----- Data rows -----

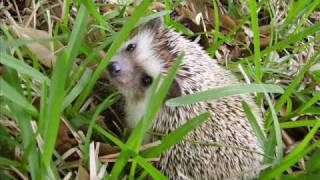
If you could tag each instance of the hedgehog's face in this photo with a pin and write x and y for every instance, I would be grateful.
(135, 66)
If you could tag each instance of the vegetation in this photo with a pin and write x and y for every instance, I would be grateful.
(54, 95)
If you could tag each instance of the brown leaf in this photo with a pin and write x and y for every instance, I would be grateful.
(43, 50)
(227, 22)
(82, 173)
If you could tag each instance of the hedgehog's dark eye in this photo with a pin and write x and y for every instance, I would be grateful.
(146, 80)
(131, 47)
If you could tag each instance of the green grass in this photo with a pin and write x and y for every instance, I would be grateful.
(289, 102)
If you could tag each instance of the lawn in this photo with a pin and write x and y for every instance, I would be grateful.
(61, 118)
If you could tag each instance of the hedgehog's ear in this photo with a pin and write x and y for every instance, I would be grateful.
(153, 25)
(175, 90)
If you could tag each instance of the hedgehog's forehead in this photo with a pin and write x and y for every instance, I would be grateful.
(145, 56)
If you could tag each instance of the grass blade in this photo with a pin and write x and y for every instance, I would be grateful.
(290, 89)
(295, 155)
(22, 67)
(155, 173)
(59, 77)
(300, 123)
(224, 92)
(78, 88)
(256, 39)
(254, 124)
(9, 92)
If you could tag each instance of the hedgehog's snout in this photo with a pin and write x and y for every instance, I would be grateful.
(114, 68)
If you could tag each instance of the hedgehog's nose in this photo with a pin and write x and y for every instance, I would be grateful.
(114, 68)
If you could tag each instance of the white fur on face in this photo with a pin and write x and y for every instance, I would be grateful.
(150, 62)
(146, 56)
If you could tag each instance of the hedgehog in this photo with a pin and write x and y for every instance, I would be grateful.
(152, 50)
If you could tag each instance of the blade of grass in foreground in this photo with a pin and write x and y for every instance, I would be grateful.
(9, 92)
(156, 174)
(23, 121)
(77, 88)
(59, 77)
(176, 136)
(254, 124)
(299, 123)
(22, 67)
(256, 39)
(124, 33)
(277, 130)
(224, 92)
(291, 88)
(301, 150)
(106, 103)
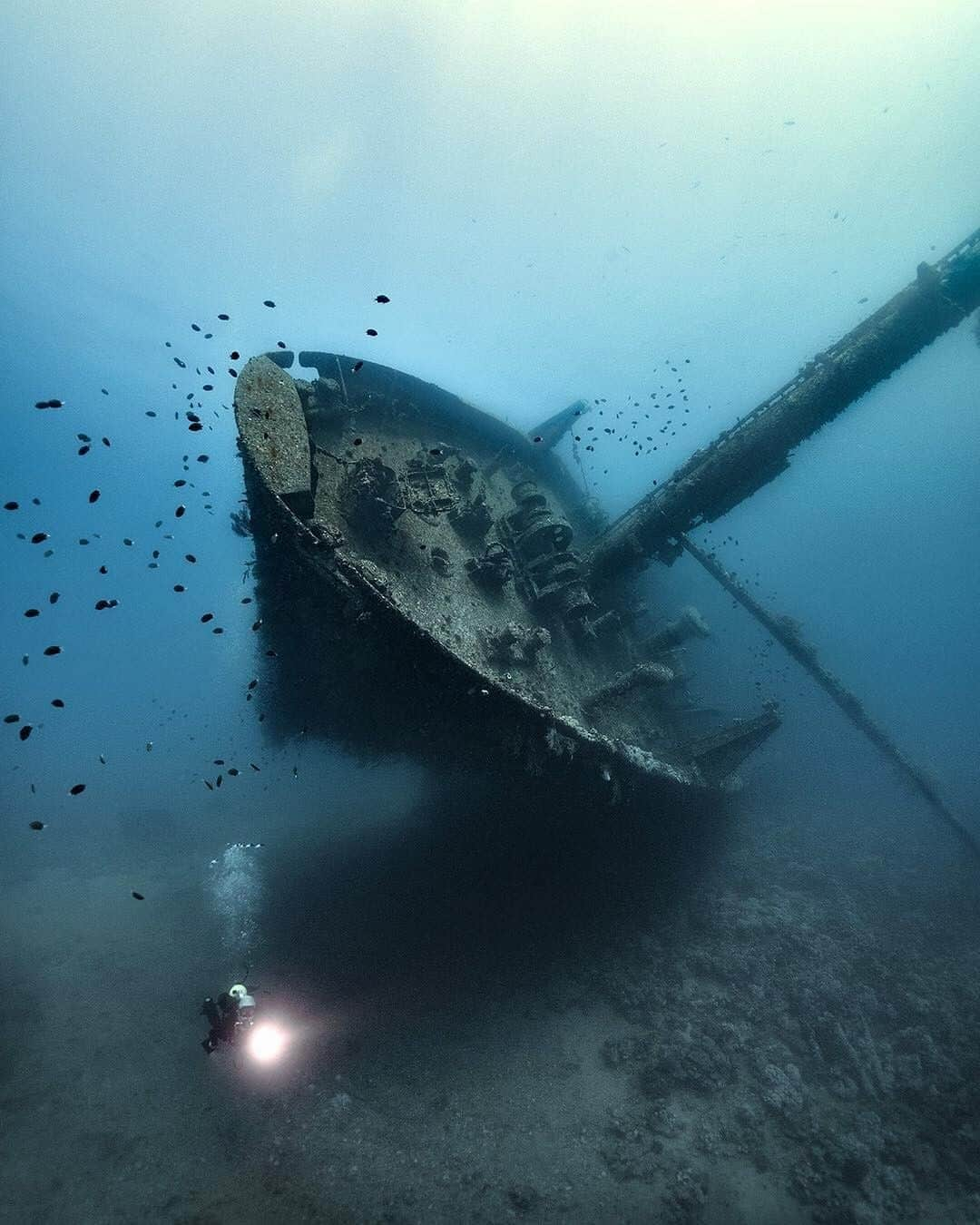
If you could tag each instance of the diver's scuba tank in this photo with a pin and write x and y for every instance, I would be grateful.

-----

Aim: Could you repeat every line of the listing above verbatim, omitting the pictures?

Exercise response:
If you could tag each instance of the hedgehog's face in this photo with a pin and write x and y for every instance, I would be grateful.
(135, 66)
If you could tag each instance of the vegetation in this photo with a pin and write x and y for every instance, I would be grateful.
(54, 95)
If you could tag each instance of the brown leaf in this photo with a pin and write x and y for every instance, I would be grateful.
(43, 50)
(227, 22)
(82, 173)
If you could tag each instance of the hedgehog's dark eye in this photo with a pin and write x and y for every instance, I would be grateful.
(146, 80)
(131, 47)
If you could tag each instance of the green grass in this photo with a pin and write x and y for every instance, I would be grateful.
(289, 102)
If you could tag each instance of the lawn in this photo with a pin and write x and y for every instance, I would be grateful.
(61, 118)
If you could tag each instance of the hedgehog's ear in this photo with a pin and write x and y for every instance, I would be grateful.
(153, 25)
(175, 90)
If you could tag each instance of the hedgehog's forehead in this photo with a pin and write x and y for every instance, I would be grateful.
(145, 56)
If you could tag each instance of the grass blade in this photo with a pin and write x and y for every instance, I would be grateful.
(290, 89)
(295, 155)
(22, 67)
(155, 173)
(59, 77)
(300, 123)
(224, 92)
(78, 88)
(256, 39)
(254, 124)
(9, 92)
If you could tag each instance of the hedgehog's snout in this photo with a pin and write x and y for every instance, I would be grateful.
(114, 68)
If you could tag each instance of the hedgehog's nose in this photo with a pin and write x and y for every instance, I would be grateful.
(114, 68)
If you could tag each instance of the white fur on face in this photo with a pin and write x and y for every instance, I would be grateful.
(150, 62)
(146, 56)
If you could tag each instance of the hedgehog in this photo with a pin and write x and y for every instance, I would be grateful.
(152, 50)
If you could tag each instance of the blade of grass in foreground in this photo with a pin and write x and y for every instance, I would be grateful.
(9, 92)
(156, 174)
(23, 121)
(77, 88)
(59, 77)
(176, 136)
(254, 124)
(299, 123)
(22, 67)
(256, 39)
(124, 33)
(277, 130)
(224, 92)
(291, 88)
(301, 150)
(106, 103)
If you could tag each instance of the diver's scuba tank in this photo with a pin and write x and y for every instance, I would be grateful.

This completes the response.